» **EXERCISE INSTRUCTIONS**: Report every line in the two blocks below that contains the word "bins".

» **PROVIDED ENTRIES**:
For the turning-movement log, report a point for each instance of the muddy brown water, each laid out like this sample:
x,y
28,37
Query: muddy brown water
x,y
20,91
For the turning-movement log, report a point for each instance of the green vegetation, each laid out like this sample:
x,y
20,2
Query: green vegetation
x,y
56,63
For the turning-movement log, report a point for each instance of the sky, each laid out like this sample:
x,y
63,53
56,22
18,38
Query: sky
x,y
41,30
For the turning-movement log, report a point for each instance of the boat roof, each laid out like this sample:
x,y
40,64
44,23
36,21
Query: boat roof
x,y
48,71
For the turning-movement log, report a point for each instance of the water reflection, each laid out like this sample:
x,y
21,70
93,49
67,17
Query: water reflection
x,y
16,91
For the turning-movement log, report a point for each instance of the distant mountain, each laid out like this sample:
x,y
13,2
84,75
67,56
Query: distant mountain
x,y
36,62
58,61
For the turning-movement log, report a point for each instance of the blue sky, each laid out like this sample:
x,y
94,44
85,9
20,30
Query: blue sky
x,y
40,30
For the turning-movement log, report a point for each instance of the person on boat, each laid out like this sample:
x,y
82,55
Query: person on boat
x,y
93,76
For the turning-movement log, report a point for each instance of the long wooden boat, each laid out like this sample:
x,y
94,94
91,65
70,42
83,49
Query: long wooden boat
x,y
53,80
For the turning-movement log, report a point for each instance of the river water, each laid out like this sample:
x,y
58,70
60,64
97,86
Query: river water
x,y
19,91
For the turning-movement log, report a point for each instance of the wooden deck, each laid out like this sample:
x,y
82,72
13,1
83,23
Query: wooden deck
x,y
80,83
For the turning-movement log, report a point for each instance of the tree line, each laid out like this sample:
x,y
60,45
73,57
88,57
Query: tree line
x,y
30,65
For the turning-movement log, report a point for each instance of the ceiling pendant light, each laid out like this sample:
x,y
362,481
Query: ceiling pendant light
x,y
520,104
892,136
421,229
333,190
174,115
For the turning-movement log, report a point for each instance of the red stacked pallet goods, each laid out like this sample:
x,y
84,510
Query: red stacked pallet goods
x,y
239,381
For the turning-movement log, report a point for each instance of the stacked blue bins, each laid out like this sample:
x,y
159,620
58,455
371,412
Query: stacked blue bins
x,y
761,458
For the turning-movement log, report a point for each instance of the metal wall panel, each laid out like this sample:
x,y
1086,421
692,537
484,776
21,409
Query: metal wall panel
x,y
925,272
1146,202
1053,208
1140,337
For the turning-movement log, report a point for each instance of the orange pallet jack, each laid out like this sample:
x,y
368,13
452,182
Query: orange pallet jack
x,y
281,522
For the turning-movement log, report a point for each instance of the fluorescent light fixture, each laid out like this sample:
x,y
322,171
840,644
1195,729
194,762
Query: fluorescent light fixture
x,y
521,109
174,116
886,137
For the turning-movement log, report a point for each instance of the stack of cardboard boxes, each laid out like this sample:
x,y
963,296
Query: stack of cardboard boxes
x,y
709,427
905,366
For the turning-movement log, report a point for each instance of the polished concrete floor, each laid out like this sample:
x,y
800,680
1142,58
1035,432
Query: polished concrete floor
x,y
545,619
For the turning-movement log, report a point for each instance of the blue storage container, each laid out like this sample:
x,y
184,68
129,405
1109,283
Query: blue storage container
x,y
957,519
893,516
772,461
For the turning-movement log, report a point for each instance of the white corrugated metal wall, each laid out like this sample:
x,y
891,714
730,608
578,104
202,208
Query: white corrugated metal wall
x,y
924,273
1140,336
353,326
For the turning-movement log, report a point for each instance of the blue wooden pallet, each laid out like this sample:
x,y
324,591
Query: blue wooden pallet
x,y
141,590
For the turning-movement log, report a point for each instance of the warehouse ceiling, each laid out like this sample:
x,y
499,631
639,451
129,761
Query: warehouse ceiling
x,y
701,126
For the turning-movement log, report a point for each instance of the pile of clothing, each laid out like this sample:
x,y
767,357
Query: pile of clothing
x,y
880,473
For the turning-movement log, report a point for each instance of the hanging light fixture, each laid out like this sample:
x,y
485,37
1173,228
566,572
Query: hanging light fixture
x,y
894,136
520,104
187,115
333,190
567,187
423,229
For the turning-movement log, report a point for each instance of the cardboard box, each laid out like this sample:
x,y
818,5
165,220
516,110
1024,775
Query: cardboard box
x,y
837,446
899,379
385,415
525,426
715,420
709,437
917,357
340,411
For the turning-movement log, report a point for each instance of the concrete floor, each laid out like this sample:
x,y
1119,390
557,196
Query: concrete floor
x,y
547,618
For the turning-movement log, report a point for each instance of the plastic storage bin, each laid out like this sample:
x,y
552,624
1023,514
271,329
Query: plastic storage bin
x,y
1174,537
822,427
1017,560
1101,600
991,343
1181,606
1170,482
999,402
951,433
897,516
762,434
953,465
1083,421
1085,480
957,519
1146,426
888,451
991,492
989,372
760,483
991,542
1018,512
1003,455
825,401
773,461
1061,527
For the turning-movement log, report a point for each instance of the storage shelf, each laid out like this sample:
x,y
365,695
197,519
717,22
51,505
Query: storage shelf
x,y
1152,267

* * *

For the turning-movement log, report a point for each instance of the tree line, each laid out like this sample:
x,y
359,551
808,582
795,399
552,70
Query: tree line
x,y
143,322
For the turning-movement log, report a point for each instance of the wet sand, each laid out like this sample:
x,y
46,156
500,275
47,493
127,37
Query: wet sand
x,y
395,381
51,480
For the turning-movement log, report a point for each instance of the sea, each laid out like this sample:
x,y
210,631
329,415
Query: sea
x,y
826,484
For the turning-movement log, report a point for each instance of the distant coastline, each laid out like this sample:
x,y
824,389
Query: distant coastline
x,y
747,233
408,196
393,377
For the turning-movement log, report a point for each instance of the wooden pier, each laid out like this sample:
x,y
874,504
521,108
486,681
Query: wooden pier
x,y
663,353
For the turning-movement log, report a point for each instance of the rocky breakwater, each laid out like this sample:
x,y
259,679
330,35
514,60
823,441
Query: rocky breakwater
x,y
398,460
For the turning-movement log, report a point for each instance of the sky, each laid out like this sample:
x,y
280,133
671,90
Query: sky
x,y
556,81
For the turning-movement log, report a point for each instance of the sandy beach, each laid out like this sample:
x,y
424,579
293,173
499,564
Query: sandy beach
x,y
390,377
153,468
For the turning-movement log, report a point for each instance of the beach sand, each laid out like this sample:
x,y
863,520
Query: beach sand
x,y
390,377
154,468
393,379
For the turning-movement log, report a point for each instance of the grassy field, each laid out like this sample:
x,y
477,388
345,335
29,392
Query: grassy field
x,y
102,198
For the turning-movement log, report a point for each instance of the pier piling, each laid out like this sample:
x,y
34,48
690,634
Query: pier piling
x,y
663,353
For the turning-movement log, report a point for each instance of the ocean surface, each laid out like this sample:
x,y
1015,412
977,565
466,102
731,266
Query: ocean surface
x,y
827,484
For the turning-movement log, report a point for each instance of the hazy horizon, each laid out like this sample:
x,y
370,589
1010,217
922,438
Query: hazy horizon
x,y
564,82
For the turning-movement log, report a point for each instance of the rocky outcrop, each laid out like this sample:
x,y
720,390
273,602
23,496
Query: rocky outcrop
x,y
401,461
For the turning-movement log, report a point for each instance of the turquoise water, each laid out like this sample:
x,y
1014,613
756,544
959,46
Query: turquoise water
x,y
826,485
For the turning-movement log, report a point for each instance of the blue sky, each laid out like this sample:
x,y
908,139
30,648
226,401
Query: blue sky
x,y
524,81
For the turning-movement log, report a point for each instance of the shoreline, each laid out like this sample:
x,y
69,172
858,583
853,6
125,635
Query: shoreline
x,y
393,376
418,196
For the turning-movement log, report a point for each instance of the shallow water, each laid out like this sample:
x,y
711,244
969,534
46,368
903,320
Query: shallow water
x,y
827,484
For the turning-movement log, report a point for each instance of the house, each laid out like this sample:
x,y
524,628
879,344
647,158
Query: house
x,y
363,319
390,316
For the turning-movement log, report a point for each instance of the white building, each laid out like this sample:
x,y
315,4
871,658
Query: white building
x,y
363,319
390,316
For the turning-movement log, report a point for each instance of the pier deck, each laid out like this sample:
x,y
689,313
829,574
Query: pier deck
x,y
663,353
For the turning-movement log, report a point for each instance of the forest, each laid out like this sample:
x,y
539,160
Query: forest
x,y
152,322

» **WRITTEN REPLY**:
For the turning-movement log, report a point for each instance of the stacked blue bins, each laid out like this sample:
Query: stacked blue bins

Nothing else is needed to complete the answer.